INSTRUCTION 1:
Extract the rows that follow the geology passage and reproduce each of their lines unchanged, leaving the pictures out of your answer.

++++ SELECTION

The Palaeocene?–Lower Eocene succession is interpreted as mainly high-energy gravity flows that prograded southwards into an elongate basin, in which hemipelagic muds accumulated. The clastic material was mainly derived from basaltic to andesitic volcanics and pelagic carbonates (Figure ( k)). This material was eroded from the volcanic arc (Olur arc; see below), which was active along this part of the Eurasian continental margin during the Upper Cretaceous. The likely setting was a flexurally controlled foredeep that formed and infilled bordering the Eurasian margin during and soon after the final stages of emplacement of the oceanic rocks.
8.3. Eocene para-autochthonous successions
In the Erzincan area, the volcanic-sedimentary and the ophiolitic melange are, in places, unconformably overlain by a shallow-marine, mixed siliciclastic-carbonate succession, including nummulitic limestones and conglomerates (Sipikör Formation; up to 500 m thick). These sediments contain sediments from both the suture zone rocks (e.g. ophiolitic detritus) and from the Eurasian continental margin (e.g. metamorphic detritus). The succession is well dated as Late Palaeocene–Eocene (Okay & Şahintürk, Citation1997a; Rice et al., Citation2009). Locally, the contact with the underlying Sütpınar Formation appears to be conformable (Rice et al., Citation2009) and can be interpreted as a parallel unconformity. The Sipikör Formation lacks the N-vergent deformation seen in the underlying units of the suture zone and is terminated upwards by an N-dipping thrust (Rice et al., Citation2009). These sediments are broadly contemporaneous with the Late Paaleocene?–Early Eocene coarse clastic sediments beneath the ophiolite in the Kırdağ area (see above). The Late Palaeocene? – Early Eocene sediments overlying the ophiolites and melange can be interpreted as the infill of a thrust-top (piggyback basin) that existed during the final stages of emplacement of the oceanic rocks onto the Eurasian margin.

++++++++
++++ GIVEN DATA

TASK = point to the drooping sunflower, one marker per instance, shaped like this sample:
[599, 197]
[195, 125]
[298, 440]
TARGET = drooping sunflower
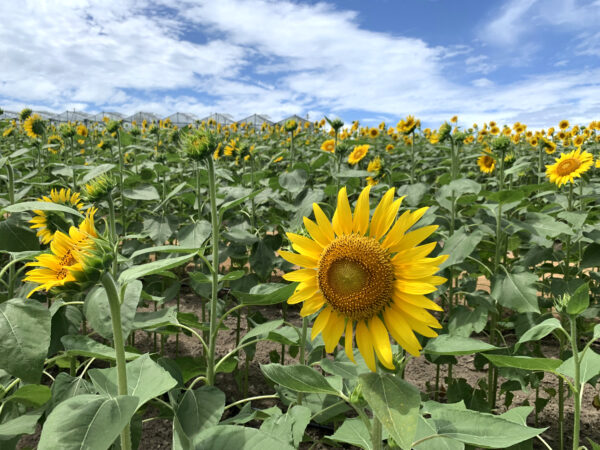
[569, 166]
[358, 153]
[486, 163]
[328, 146]
[45, 221]
[34, 126]
[67, 258]
[366, 278]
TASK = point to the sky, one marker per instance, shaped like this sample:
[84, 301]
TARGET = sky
[534, 61]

++++++++

INSTRUCTION 2:
Copy, without any change, the stretch of the passage on the Palaeocene–Eocene successions from "The Palaeocene?–Lower Eocene" through "the oceanic rocks.".

FULL RESPONSE 1:
TASK = point to the drooping sunflower, one marker per instance, shaped like this sample:
[599, 197]
[195, 125]
[298, 440]
TARGET = drooping sunflower
[569, 166]
[358, 153]
[486, 163]
[328, 146]
[45, 221]
[34, 126]
[67, 258]
[366, 278]
TASK = point to the sky, one marker per instance, shaped like this sample:
[84, 301]
TARGET = sky
[534, 61]

FULL RESPONSE 2:
The Palaeocene?–Lower Eocene succession is interpreted as mainly high-energy gravity flows that prograded southwards into an elongate basin, in which hemipelagic muds accumulated. The clastic material was mainly derived from basaltic to andesitic volcanics and pelagic carbonates (Figure ( k)). This material was eroded from the volcanic arc (Olur arc; see below), which was active along this part of the Eurasian continental margin during the Upper Cretaceous. The likely setting was a flexurally controlled foredeep that formed and infilled bordering the Eurasian margin during and soon after the final stages of emplacement of the oceanic rocks.